*Directive*.
Reproduce the data below in full and exclude every picture.
[BEGIN Dataset records]
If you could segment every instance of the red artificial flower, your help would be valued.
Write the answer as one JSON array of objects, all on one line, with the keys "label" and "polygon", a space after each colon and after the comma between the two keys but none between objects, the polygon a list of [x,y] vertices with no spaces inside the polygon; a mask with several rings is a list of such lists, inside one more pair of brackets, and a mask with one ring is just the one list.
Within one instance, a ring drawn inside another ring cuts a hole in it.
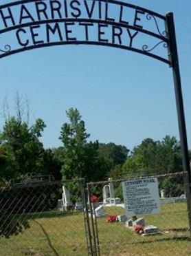
[{"label": "red artificial flower", "polygon": [[106,218],[106,222],[115,222],[117,220],[117,214],[113,214],[112,215],[107,216]]},{"label": "red artificial flower", "polygon": [[91,200],[91,202],[98,202],[99,201],[99,199],[100,199],[100,198],[98,198],[96,195],[91,195],[91,197],[90,198],[90,200]]},{"label": "red artificial flower", "polygon": [[135,224],[133,226],[134,231],[137,233],[143,233],[144,232],[144,226],[143,225],[138,225]]}]

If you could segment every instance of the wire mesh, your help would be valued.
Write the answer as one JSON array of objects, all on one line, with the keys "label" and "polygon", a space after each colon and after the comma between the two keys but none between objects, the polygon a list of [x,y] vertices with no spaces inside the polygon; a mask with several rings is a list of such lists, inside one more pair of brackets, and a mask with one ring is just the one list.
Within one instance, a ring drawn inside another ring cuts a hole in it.
[{"label": "wire mesh", "polygon": [[[158,181],[159,213],[137,215],[133,217],[126,217],[122,180],[89,184],[92,215],[96,218],[98,246],[101,255],[191,254],[191,237],[183,173],[128,178],[124,181],[151,178],[157,178]],[[113,191],[109,191],[110,185],[113,188]],[[142,221],[144,223],[142,223]],[[130,223],[133,224],[132,226],[129,226]],[[142,226],[141,229],[136,230],[136,223],[142,223],[142,225],[139,225]],[[155,234],[146,234],[148,231],[146,231],[145,228],[149,226],[151,231],[150,225],[157,228],[154,231]]]},{"label": "wire mesh", "polygon": [[1,188],[1,256],[87,255],[83,189],[81,180]]}]

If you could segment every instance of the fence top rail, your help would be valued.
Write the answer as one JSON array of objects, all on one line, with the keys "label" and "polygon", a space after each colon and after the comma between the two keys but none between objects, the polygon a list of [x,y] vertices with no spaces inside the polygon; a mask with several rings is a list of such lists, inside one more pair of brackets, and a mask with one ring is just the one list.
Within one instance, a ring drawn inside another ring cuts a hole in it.
[{"label": "fence top rail", "polygon": [[51,180],[51,181],[43,181],[36,182],[23,182],[20,184],[5,184],[4,186],[0,188],[0,190],[12,189],[12,188],[25,188],[25,187],[36,187],[36,186],[45,186],[52,185],[63,185],[66,183],[72,182],[82,182],[84,180],[83,178],[74,179],[74,180]]},{"label": "fence top rail", "polygon": [[176,176],[181,176],[183,174],[185,174],[185,172],[183,171],[174,173],[166,173],[166,174],[159,174],[159,175],[146,175],[146,176],[139,176],[136,178],[126,178],[123,179],[118,179],[118,180],[112,180],[112,181],[109,180],[103,180],[100,182],[88,182],[87,184],[89,186],[91,185],[95,185],[95,184],[108,184],[110,182],[112,182],[113,183],[115,182],[122,182],[126,180],[140,180],[140,179],[146,179],[146,178],[165,178],[165,177],[176,177]]}]

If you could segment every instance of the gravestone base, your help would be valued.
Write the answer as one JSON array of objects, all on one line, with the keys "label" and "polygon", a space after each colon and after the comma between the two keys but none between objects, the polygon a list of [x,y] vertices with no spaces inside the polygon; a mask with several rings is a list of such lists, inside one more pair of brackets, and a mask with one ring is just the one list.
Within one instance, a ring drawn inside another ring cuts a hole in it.
[{"label": "gravestone base", "polygon": [[142,234],[143,236],[147,235],[153,235],[160,234],[161,232],[159,231],[159,228],[153,225],[146,226],[144,228],[144,233]]}]

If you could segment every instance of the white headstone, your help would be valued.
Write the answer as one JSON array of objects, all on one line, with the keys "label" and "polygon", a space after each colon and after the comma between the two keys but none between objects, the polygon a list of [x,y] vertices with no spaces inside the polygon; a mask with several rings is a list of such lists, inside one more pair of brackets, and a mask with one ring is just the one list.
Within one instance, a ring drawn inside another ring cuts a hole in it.
[{"label": "white headstone", "polygon": [[73,204],[71,202],[70,194],[65,184],[63,184],[63,193],[62,195],[63,195],[63,206],[67,209],[67,207],[72,206]]},{"label": "white headstone", "polygon": [[104,185],[102,189],[103,193],[103,203],[108,204],[109,202],[109,185]]},{"label": "white headstone", "polygon": [[115,198],[115,191],[114,191],[114,186],[113,183],[113,179],[112,178],[109,178],[108,179],[109,183],[109,197],[110,198]]},{"label": "white headstone", "polygon": [[95,213],[96,217],[105,217],[106,215],[106,213],[104,211],[102,205],[100,205],[95,208]]},{"label": "white headstone", "polygon": [[164,189],[161,190],[161,198],[164,198]]}]

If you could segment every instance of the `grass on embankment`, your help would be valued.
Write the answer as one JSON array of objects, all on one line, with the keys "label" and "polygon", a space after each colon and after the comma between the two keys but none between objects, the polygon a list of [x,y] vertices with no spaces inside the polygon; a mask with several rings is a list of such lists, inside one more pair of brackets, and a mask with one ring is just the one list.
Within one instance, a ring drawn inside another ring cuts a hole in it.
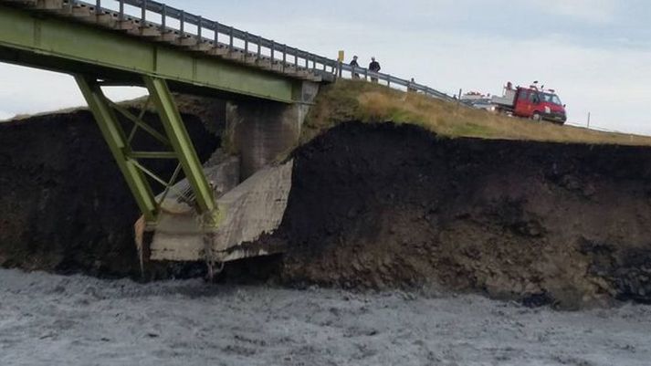
[{"label": "grass on embankment", "polygon": [[651,137],[534,122],[356,80],[322,88],[305,122],[301,143],[350,120],[410,123],[452,138],[651,145]]}]

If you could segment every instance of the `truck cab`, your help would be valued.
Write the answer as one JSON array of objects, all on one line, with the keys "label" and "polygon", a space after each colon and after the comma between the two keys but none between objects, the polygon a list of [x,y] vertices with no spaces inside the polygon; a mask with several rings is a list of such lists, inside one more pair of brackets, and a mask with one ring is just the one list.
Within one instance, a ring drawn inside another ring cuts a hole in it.
[{"label": "truck cab", "polygon": [[565,105],[556,92],[551,89],[539,89],[536,85],[529,88],[512,88],[509,82],[501,97],[493,96],[491,99],[496,110],[509,115],[530,118],[535,120],[549,120],[564,124],[567,120]]},{"label": "truck cab", "polygon": [[518,88],[513,114],[559,124],[567,120],[565,106],[554,91],[539,90],[536,88]]}]

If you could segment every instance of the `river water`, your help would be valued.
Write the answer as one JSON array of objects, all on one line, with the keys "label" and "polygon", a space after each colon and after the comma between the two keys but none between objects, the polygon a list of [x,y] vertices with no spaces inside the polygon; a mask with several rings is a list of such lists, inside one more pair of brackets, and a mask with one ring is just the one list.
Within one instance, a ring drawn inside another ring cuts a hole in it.
[{"label": "river water", "polygon": [[651,307],[0,269],[0,365],[648,365]]}]

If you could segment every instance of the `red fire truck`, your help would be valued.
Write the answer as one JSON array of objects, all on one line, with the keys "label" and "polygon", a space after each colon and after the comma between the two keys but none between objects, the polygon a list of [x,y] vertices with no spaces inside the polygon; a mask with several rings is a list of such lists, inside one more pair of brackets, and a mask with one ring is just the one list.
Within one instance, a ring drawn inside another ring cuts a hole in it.
[{"label": "red fire truck", "polygon": [[529,88],[517,87],[509,82],[502,97],[494,96],[492,102],[496,110],[513,116],[530,118],[534,120],[549,120],[564,124],[567,120],[565,105],[552,89],[538,88],[535,81]]}]

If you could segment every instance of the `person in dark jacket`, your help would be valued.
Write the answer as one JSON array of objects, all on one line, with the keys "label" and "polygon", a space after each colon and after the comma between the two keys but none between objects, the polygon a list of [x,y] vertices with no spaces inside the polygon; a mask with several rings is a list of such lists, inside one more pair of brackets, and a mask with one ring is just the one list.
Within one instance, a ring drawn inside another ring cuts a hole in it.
[END Dataset records]
*Answer for this exercise*.
If you could segment every instance of the red artificial flower, your help would be valued.
Write the answer as one JSON array of objects, all on one line, with the keys "label" and "polygon", a space after each colon and after the comma between the two keys but none between objects, the polygon a list of [x,y] vertices with no spaces inside the polygon; a mask with several rings is a list of such lists, inside one more pair of brackets, and a mask with one ring is just the one list.
Within one instance, a ring drawn inside another ring cuts a hole in it.
[{"label": "red artificial flower", "polygon": [[106,218],[106,222],[115,222],[117,220],[117,214],[113,214],[112,215],[107,216]]},{"label": "red artificial flower", "polygon": [[91,200],[91,202],[98,202],[99,201],[99,199],[100,199],[100,198],[98,198],[96,195],[91,195],[91,197],[90,198],[90,200]]},{"label": "red artificial flower", "polygon": [[135,224],[133,226],[134,231],[137,233],[143,233],[144,232],[144,226],[143,225],[138,225]]}]

If you could segment every instance of the wire mesh, your help would be valued.
Write the answer as one JSON array of objects, all on one line, with the keys "label" and "polygon", a space after each colon and after the comma between the two keys but none between objects, the polygon a list of [x,y] vertices with no spaces inside the polygon; a mask with several rings is a list of such lists, inside one more pair of brackets, and a mask with one ring is just the one list.
Within one instance, a ring drawn inside another ring cuts a hole in it.
[{"label": "wire mesh", "polygon": [[[158,181],[159,213],[137,215],[133,217],[126,217],[122,180],[89,184],[92,215],[96,218],[98,246],[101,255],[191,254],[191,237],[183,173],[128,178],[124,181],[151,178],[157,178]],[[113,191],[109,191],[110,185],[113,188]],[[142,221],[144,223],[142,223]],[[130,223],[133,224],[132,226],[129,226]],[[142,226],[141,229],[136,230],[136,223],[142,223],[142,225],[139,225]],[[155,234],[146,234],[148,231],[146,231],[145,228],[149,226],[151,231],[150,225],[157,228],[154,231]]]},{"label": "wire mesh", "polygon": [[1,188],[1,256],[87,255],[83,189],[81,180]]}]

If you could segment every instance of the fence top rail, your help would be valued.
Write the answer as one JSON array of objects, all on one line, with the keys "label" and "polygon", a space after each colon and after the comma between the two keys but none between objects, the polygon a list of [x,y] vertices with no spaces inside the polygon; a mask with several rings is a list of such lists, inside one more pair of brackets, and a mask with one ring is just the one list.
Within one instance, a ring drawn inside another ring cuts a hole in it.
[{"label": "fence top rail", "polygon": [[51,180],[51,181],[43,181],[36,182],[23,182],[20,184],[5,184],[4,186],[0,188],[0,190],[12,189],[12,188],[25,188],[25,187],[36,187],[36,186],[45,186],[52,185],[63,185],[66,183],[72,182],[82,182],[84,180],[83,178],[74,179],[74,180]]},{"label": "fence top rail", "polygon": [[176,176],[181,176],[183,174],[185,174],[185,172],[183,171],[174,173],[166,173],[166,174],[159,174],[159,175],[146,175],[146,176],[139,176],[136,178],[126,178],[123,179],[118,179],[118,180],[112,180],[112,181],[109,180],[103,180],[100,182],[88,182],[87,184],[89,186],[91,185],[95,185],[95,184],[108,184],[110,182],[112,182],[113,183],[115,182],[122,182],[126,180],[140,180],[140,179],[146,179],[146,178],[165,178],[165,177],[176,177]]}]

If you could segment every instance of the gravestone base, your help would be valued.
Write the answer as one JSON array of objects, all on one line, with the keys "label" and "polygon", a space after each colon and after the comma between the two keys but none between objects, the polygon a list of [x,y] vertices with no spaces inside the polygon; a mask with several rings is a list of such lists, inside one more pair of brackets, and a mask with one ring is just the one list.
Within one instance, a ring drawn inside another ring cuts a hole in it.
[{"label": "gravestone base", "polygon": [[142,234],[143,236],[147,235],[153,235],[160,234],[161,232],[159,231],[159,228],[153,225],[146,226],[144,228],[144,233]]}]

If you could segment every instance of the white headstone, your help would be valued.
Write the answer as one JSON array of objects, all on one line, with the keys "label" and "polygon", a space after each colon and after the comma between the two keys but none between objects, the polygon a list of [x,y] vertices with no spaces inside the polygon; a mask with several rings is a list of such lists, inside one more pair of brackets, and a mask with one ring is just the one list.
Within one instance, a ring drawn inside another ring cuts a hole in it.
[{"label": "white headstone", "polygon": [[73,204],[71,202],[70,194],[65,184],[63,184],[63,193],[62,195],[63,195],[63,206],[67,209],[67,207],[72,206]]},{"label": "white headstone", "polygon": [[104,185],[102,189],[103,193],[103,203],[108,204],[109,202],[109,185]]},{"label": "white headstone", "polygon": [[115,198],[115,191],[114,191],[114,186],[113,183],[113,179],[112,178],[109,178],[108,179],[109,183],[109,197],[110,198]]},{"label": "white headstone", "polygon": [[95,213],[96,217],[105,217],[106,215],[106,213],[104,211],[102,205],[100,205],[95,208]]},{"label": "white headstone", "polygon": [[164,189],[161,190],[161,198],[164,198]]}]

If you could segment every instance of the `grass on embankment`, your help would be valued.
Write the answer as one JSON array of objects, all on one line, with the keys "label" and "polygon", a space after each colon and after the comma between the two keys but none between objects, the polygon a list of [x,y] vertices with no spaces inside the polygon; a mask with several rings is a list of such lists, inside one more pair of brackets, and a mask with one ring is just the one list.
Within one instance, a ring drawn inside another ring cuts a hole in it.
[{"label": "grass on embankment", "polygon": [[651,137],[534,122],[356,80],[322,88],[305,122],[301,143],[350,120],[410,123],[452,138],[651,145]]}]

If you could segment every instance of the `truck cab`, your help would be valued.
Write the answer as one JSON array of objects, all on one line, with the keys "label" and "polygon", a space after each colon and after the comma between the two keys but none between objects, the polygon a list of [x,y] vertices with no spaces inside the polygon; a mask with several rings is a list of such lists, inside one more pair of brackets, and a mask with one ring is just the one list.
Within one instance, a ring drawn inside another ring cuts a hole in it.
[{"label": "truck cab", "polygon": [[565,105],[556,92],[551,89],[539,89],[536,85],[529,88],[512,88],[509,82],[501,97],[493,96],[491,99],[496,110],[509,115],[530,118],[535,120],[549,120],[564,124],[567,120]]},{"label": "truck cab", "polygon": [[518,88],[513,114],[559,124],[567,120],[565,106],[554,91],[539,90],[536,88]]}]

If you could segment every instance of the `river water`, your help would be valued.
Write the answer as one JSON array of objects, all on one line, with the keys "label" and "polygon", a space after each colon and after the comma between the two keys but none between objects, the polygon a list of [x,y] vertices with no spaces inside the polygon; a mask with several rings is a list of such lists, inside one more pair of brackets, and a mask with one ring is just the one list.
Within one instance, a ring drawn inside another ring cuts a hole in it.
[{"label": "river water", "polygon": [[651,307],[0,269],[0,365],[648,365]]}]

If you could segment every instance of the `red fire truck`, your help would be valued.
Write the answer as one JSON array of objects, all on one line, with the keys "label" and "polygon", a space after each colon and after the comma between the two keys but none between objects, the polygon a list of [x,y] vertices with no spaces inside the polygon; a mask with several rings is a list of such lists, inside one more pair of brackets, and a mask with one ring is just the one list.
Within one instance, a ring drawn inside another ring cuts a hole in it.
[{"label": "red fire truck", "polygon": [[529,88],[517,87],[509,82],[502,97],[494,96],[492,102],[496,110],[513,116],[530,118],[534,120],[549,120],[564,124],[567,120],[565,105],[552,89],[538,88],[535,81]]}]

If you could segment every instance of the `person in dark jacket`, your help would be valued.
Write the answer as one JSON array of objects, all on one line, with the keys "label" and "polygon", a space after each colon and after the comma between the two keys but none between objects, the polygon a list of [x,y] vertices with no spaces inside the polygon; a mask with several rings is a list of such lists, inside one more pair of brackets, and a mask with one ring is just the one list.
Within one instance, a ring drawn inside another ring cuts a hole in it.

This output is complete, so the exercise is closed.